- Objectives
1. Extract the passage of the forum thread on STL grease below from "Where some get" to "(Jan 23, 2007)".
2. Answer these questions about the forum thread on STL grease below:
(a) What kind of anti-seize must the first poster now use on threads, and why?
(b) According to Almost Retired, what is GUA?
(c) What does glen1971 use on lights that are in a high heat area?
3. Write the next part of the forum thread on STL grease below, picking up after its final sentence.

- Given text
★ ★ ★ ★
Now a days, I have to use a food grade anti- seize on threads due to working in a food processing plant.


----------



## Almost Retired (Sep 14, 2021)

i dont have the freezing problem down here so i always use STL on all bolts and threaded fittings
there is a severe oxidation problem in comparison lol
continuous high humidity


----------



## kb1jb1 (Nov 11, 2017)

What is STL and GUA?


----------



## Almost Retired (Sep 14, 2021)

kb1jb1 said:


> What is STL and GUA?


STL8 is electrical grade grease, it comes in a handy half pint can with brush in lid for smearing it around and small squeeze tubes

because i googled it .... GUA is an explosion proof round junction box made by eaton

by the way you could have googled these questions and looked smarter 
it took me all of 30 secs to find it and longer than that to type all of this


----------



## wcord (Jan 23, 2011)

I always used STL and didn't seem to have a problem. Even on old installations, the covers came off fairly easy. 
Never saw anyone use something else.


----------



## glen1971 (Oct 10, 2012)

I use STL as @SouthernCanuck mentioned, plus XP lights (not the glass), bolts into EDSC boxes for switches, to name a few more places. If the lights are in a high heat area, such as over an engine, I use high temp antiseize on them.

Where some get into grief is figuring they need 900 ft. lbs of torque to tighten a cover. STL, hand tight, then back 1/4 to 1/3 of a turn. There is no need to get crazy tight.

Not using it, is a reciepe for disaster that may involve using up to an angle grinder to a Yokagawa transmitter cover and destroying the transmitter. We had specialty wrenches made to undo Div 1 lights that guys forgot STL or overtightened when relamping. What a treat it is using a 24"+ long wrench with two guys 25' up on light.


----------



## macmikeman (Jan 23, 2007)

Spray can of Lithium Greese. Same stuff, more readily available, easier to apply since it sprays on.


----------



## glen1971 (Oct 10, 2012)

macmikeman said:


> Spray can of Lithium Greese. Same stuff, more readily available, easier to apply since it sprays on.


It can be a PITA to break free in sub zero temps.


----------



## Almost Retired (Sep 14, 2021)

macmikeman said:


> Spray can of Lithium Greese. Same stuff, more readily available, easier to apply since it sprays on.


and easy to apply to unintended targets while spraying it

i prefer the brush in the lid
STL8 is like Bril-Cream ..... a lil dab'l do ya
im not sure how many years i have had the same can

i actually prefer it to be no more than a 1/3 full, other wise you get tooooo much at once


----------



## kb1jb1 (Nov 11, 2017)

Almost Retired said:


> STL8 is electrical grade grease, it comes in a handy half pint can with brush in lid for smearing it around and small squeeze tubes
> 
> because i googled it .... GUA is an explosion proof round junction box made by eaton
> 
> ...
★ ★ ★ ★
- Available data

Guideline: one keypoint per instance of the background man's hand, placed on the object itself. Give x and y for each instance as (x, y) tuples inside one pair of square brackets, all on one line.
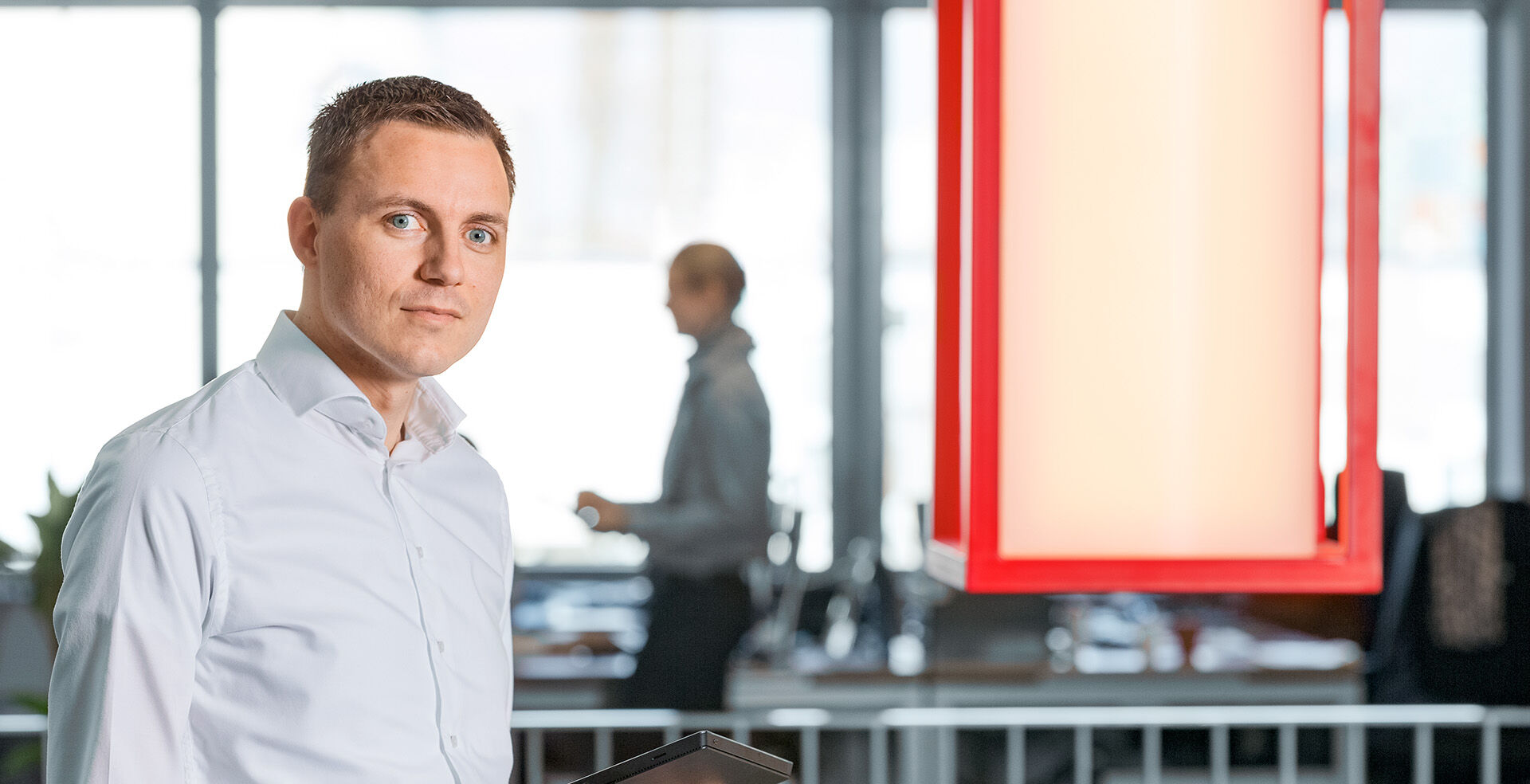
[(611, 516)]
★ ★ ★ ★
- Task answers
1.
Where some get into grief is figuring they need 900 ft. lbs of torque to tighten a cover. STL, hand tight, then back 1/4 to 1/3 of a turn. There is no need to get crazy tight.

Not using it, is a reciepe for disaster that may involve using up to an angle grinder to a Yokagawa transmitter cover and destroying the transmitter. We had specialty wrenches made to undo Div 1 lights that guys forgot STL or overtightened when relamping. What a treat it is using a 24"+ long wrench with two guys 25' up on light.


----------



## macmikeman (Jan 23, 2007)

2.
(a) A food grade anti-seize, because the poster works in a food processing plant.
(b) An explosion proof round junction box made by Eaton.
(c) High temp antiseize.

3.
I am boycotting the internet and I hate acronyms.


----------



## kb1jb1 (Nov 11, 2017)

Almost Retired said:


> STL8 is electrical grade grease, it comes in a handy half pint can with brush in lid for smearing it around and small squeeze tubes
> 
> because i googled it .... GUA is an explosion proof round junction box made by eaton
> 
> ...


I googled it and pages of stuff came up but no electrical trial grease.
St. Louis, standard tesselation language, standard temple library, speed tech lights, it is also a polydectrihedrial inside a sphere. I saw nothing about grease. I also looked up GUA nothing.


----------



## kb1jb1 (Nov 11, 2017)

macmikeman said:


> Spray can of Lithium Greese. Same stuff, more readily available, easier to apply since it sprays on.


Now I know what lithium greas is. STL ? Did you know what it is?


----------



## glen1971 (Oct 10, 2012)

kb1jb1 said:


> I googled it and pages of stuff came up but no electrical trial grease.
> St. Louis, standard tesselation language, standard temple library, speed tech lights, it is also a polydectrihedrial inside a sphere. I saw nothing about grease. I also looked up GUA nothing.


Here ya go..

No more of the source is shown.